━━━━━ Text

BEIRUT— Twin blasts Saturday near holy shrines frequented by Shiites in the Syrian capital of Damascus killed at least 40 people and wounded over 100, most of them Iraqis, according to Syrian and Iraqi officials.

There was no immediate claim of responsibility for the attacks. Islamic State militants have carried out similar attacks before against Shiite shrines in the Syrian capital and elsewhere. Extremist Sunni groups, such as the Islamic State, view Shiites as apostates and consider shrines a form of idolatry.

Syrian State TV aired footage from the scene showing blood-soaked streets and several damaged buses in a parking lot, apparently where the explosions went off near Bab al-Saghir cemetery.

The cemetery is one of Damascus’ most ancient and is where several prominent religious figures are buried.

Interior Minister Mohammed al-Shaar visited the wounded in local hospitals. He said 40 were killed and 120 were wounded. He said the attacks targeted civilians, including Arab visitors, who were touring the area’s shrines.

━━━━━━━━━━

◆ Task directions
Please carry on the news report about the Damascus shrine blasts, starting after its last sentence. The lines that come after this text are separate material and not part of it.

━━━━━ Records

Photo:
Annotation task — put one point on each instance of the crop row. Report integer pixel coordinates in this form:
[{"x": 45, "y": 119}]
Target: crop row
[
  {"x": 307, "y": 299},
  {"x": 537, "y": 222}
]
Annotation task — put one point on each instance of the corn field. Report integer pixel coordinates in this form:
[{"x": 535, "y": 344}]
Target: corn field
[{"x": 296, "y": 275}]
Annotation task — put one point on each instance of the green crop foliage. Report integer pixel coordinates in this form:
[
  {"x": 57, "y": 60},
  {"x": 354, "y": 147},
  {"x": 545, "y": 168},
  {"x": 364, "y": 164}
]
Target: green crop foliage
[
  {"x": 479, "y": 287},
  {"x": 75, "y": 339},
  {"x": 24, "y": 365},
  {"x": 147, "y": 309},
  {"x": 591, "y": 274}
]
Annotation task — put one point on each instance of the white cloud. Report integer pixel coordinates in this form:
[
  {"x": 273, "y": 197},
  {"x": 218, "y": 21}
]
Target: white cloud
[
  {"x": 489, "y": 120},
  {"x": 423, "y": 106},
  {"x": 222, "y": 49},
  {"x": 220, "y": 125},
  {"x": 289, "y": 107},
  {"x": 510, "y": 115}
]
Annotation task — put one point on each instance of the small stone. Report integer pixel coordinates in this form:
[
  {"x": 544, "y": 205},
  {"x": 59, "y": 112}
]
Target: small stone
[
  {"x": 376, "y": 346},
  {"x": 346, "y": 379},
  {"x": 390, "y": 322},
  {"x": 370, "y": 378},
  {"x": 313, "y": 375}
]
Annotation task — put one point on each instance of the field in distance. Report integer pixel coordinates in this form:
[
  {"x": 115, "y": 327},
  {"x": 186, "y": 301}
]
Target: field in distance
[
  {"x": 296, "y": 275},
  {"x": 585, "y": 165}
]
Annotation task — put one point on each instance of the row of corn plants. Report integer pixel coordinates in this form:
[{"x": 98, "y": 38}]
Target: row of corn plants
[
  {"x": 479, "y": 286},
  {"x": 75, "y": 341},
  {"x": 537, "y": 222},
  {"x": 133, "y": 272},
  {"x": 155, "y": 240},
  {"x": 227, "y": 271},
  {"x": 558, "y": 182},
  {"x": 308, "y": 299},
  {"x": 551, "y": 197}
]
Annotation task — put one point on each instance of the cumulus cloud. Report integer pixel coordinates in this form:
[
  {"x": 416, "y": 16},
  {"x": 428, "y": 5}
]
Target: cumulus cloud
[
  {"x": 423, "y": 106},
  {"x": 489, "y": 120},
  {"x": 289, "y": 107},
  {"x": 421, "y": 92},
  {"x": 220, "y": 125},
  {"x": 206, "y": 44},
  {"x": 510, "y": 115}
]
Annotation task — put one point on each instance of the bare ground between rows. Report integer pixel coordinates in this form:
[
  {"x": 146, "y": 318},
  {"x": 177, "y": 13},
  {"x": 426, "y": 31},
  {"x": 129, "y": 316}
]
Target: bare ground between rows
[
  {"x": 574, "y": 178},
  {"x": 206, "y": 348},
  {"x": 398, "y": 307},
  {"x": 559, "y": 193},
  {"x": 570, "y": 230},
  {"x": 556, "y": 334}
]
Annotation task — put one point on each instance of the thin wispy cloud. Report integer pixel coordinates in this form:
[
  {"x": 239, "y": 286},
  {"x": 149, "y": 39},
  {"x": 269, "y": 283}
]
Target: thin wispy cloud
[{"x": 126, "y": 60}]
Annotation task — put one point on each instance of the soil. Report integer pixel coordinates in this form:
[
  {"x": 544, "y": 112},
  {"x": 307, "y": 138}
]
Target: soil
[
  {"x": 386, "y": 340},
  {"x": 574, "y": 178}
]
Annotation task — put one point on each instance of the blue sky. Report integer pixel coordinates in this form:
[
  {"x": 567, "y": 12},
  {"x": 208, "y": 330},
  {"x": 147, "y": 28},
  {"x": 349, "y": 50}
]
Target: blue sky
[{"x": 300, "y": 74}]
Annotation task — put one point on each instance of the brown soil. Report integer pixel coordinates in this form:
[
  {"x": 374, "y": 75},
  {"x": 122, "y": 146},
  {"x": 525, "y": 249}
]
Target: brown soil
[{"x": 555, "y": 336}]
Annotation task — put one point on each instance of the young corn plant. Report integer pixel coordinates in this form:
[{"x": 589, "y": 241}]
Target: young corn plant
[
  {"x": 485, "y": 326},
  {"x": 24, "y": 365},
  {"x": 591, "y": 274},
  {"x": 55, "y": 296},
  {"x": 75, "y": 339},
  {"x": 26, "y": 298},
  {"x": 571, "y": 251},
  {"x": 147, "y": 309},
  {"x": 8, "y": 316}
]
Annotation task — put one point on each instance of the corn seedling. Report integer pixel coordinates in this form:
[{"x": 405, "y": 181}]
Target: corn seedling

━━━━━━━━━━

◆ Response area
Iraq’s Foreign Ministry said that at least 40 Iraqis were killed and 120 wounded.

Ministry spokesman Ahmed Jamal said buses carrying Iraqi pilgrims to the shrines were targeted. He said a crisis response team has been formed to expedite the identification and transport of the killed and wounded.

U.N. Resident and Humanitarian Coordinator for Syria Ali al-Za’tari condemned the attacks, saying “targeting civilians is a terrorist act, condemned and rejected by anyone who has a conscience in this world.”